Objective
Below are some entries. Output each one exactly as it appears.
+ + +
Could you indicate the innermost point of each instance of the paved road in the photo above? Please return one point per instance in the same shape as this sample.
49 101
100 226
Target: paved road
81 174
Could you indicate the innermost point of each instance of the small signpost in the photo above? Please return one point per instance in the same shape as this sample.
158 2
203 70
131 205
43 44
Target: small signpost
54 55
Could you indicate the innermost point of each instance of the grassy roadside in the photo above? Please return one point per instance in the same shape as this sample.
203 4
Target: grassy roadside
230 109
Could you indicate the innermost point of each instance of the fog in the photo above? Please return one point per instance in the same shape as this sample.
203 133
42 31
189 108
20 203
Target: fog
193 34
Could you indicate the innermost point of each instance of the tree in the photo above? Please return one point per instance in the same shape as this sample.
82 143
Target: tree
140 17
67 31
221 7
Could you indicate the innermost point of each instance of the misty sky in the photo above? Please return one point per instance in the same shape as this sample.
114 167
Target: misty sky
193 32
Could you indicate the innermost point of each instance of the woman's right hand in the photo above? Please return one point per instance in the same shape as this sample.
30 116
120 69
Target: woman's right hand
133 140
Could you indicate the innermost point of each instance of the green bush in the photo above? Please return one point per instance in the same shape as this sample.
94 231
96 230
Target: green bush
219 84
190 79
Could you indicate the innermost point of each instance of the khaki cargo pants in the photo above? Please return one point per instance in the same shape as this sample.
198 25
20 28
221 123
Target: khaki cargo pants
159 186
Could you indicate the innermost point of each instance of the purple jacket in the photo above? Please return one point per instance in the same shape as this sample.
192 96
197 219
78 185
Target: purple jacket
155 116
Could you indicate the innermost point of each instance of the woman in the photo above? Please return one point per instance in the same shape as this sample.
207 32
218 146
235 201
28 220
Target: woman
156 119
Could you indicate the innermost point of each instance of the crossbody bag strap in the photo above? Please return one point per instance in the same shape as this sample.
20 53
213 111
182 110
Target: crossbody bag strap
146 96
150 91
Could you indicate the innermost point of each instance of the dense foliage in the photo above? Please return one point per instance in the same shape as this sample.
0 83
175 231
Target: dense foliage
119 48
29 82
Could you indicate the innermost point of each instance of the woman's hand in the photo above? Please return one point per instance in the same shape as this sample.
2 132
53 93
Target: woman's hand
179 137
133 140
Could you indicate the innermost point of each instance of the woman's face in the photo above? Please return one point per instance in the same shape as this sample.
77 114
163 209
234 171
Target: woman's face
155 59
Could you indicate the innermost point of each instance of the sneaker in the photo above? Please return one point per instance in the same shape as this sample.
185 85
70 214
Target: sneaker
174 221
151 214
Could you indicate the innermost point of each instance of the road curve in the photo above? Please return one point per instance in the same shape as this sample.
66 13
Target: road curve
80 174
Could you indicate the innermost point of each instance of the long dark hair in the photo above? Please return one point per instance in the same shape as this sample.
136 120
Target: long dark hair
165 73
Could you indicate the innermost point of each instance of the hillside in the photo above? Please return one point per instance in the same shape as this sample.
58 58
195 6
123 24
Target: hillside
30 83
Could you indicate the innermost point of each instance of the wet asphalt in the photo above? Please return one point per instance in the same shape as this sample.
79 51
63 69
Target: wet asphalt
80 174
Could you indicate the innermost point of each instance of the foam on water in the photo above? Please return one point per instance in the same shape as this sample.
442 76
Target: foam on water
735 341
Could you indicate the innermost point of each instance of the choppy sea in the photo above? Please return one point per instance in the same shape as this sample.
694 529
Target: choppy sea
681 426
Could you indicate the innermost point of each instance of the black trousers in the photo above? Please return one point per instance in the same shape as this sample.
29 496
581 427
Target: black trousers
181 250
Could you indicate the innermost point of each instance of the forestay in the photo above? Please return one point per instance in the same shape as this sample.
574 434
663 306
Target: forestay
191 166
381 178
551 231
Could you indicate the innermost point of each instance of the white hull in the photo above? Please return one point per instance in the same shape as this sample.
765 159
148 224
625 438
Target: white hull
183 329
+ + +
Exercise answer
Could you indicate the innermost point of each instance of the paved road in the photo above? Please return one point per instance in the same shape as this sample.
49 101
100 226
Target: paved road
81 174
Could you indicate the innermost point of each instance of the small signpost in the photo above? Please return one point per instance in the same shape as this sample.
158 2
203 70
131 205
43 44
Target: small signpost
54 55
Could you indicate the innermost point of each instance of the grassy roadside in the photo above? Please return one point per instance in the same shape as this sample.
203 4
Target: grassy roadside
230 109
Could you indicate the innermost point of each instance of the fog in the photo above? Please return one point per instance in the same shape as this sample.
203 133
42 31
189 108
20 203
Target: fog
193 34
Could you indicate the innermost point of each instance of the tree in the photo above? Please return one point per instance in the same shape as this sample.
82 143
Target: tree
140 17
67 31
221 7
Could you indicate the innermost point of each instance of the misty sky in the photo above? Please return one point per instance in the same shape as this sample.
114 167
Target: misty sky
193 32
Could you indicate the innermost point of each instance of the woman's right hand in the photo above? Please return one point per instance in the same shape as this sample.
30 116
120 69
Target: woman's right hand
133 140
Could you indicate the innermost point of each instance of the green bush in the photo above? Please return one point per instance in the same shape as this sample.
94 231
96 230
Target: green bush
219 84
190 79
Could you indicate the innermost point of each instance of the khaki cargo pants in the photo above? Please return one point per instance in the same shape as this sample.
198 25
20 28
221 123
Target: khaki cargo pants
159 186
Could you indicate the innermost point of each instance of the purple jacket in the photo above? Please return one point per instance in the same shape as this sample.
192 96
197 219
78 185
Target: purple jacket
155 116
Could you indicate the innermost point of each instance of the woman in the photo above? Please return one point per instance in the same shape as this sample.
207 32
218 146
235 201
28 220
Target: woman
156 119
Could you indicate the innermost point of each instance of the crossbody bag strap in the photo above? Please return one point per instance in the same shape as this sample.
20 53
213 111
182 110
Target: crossbody bag strap
146 96
150 91
Could you indicate the innermost point of each instance of the dense foliage in the photo above? Please return one point per instance in the same shape as this sample.
0 83
175 231
Target: dense foliage
119 48
29 82
Could you indicate the innermost point of each instance of the woman's hand in the photo above? Please return one point per instance in the same shape as this sample.
2 132
53 93
Target: woman's hand
179 137
133 140
Could you indicate the innermost point of each instance of the woman's face in the photo above? Please return one point per instance in the same shape as this sample.
77 114
163 209
234 171
Target: woman's face
155 59
Could you indicate the innermost point of each instance of the sneaker in the photo above? Please return one point per instance in the same shape as this sample.
185 85
70 214
Target: sneaker
174 221
151 214
Could you indicate the innermost point of each instance of the road curve in the photo above? Please return one point per instance in the same shape as this sample.
66 13
Target: road curve
80 174
Could you indicate the innermost point of each instance of the long dark hair in the photo above? Please return one point per instance in the same shape as this sample.
136 120
Target: long dark hair
165 73
Could you indicate the innermost point of each instance of the hillside in the photo above? Please return one point per instance in the same shape as this sample.
58 58
195 6
123 24
Target: hillside
30 83
Could you indicate the innermost point of each instance of the wet asphalt in the photo above? Please return one point per instance in the same shape as this sample.
79 51
63 69
Target: wet asphalt
80 174
Could you indicate the innermost point of each instance of the foam on water in the photo above? Please return one point per instance in the same shape as this sample.
442 76
Target: foam on water
735 341
Could you indicate the innermost point of each instance of the choppy sea in the photo above? Please return one point per instance in the same shape as this sample.
694 529
Target: choppy sea
681 426
Could you indicate the innermost point of each instance of the black trousers in the photo above? Please return one point per instance in the same shape as this sample.
29 496
581 427
Target: black trousers
181 250
Could you indicate the innermost point of each instance of the forestay in the photo above? Please return one point per instance in the same shape as this sample.
574 434
663 306
Target: forestay
191 166
381 178
551 231
Could you indicate the innermost point of each instance of the white hull in the photo above? Please return one point per instance in the same shape as this sample.
765 159
148 224
625 438
Target: white hull
183 329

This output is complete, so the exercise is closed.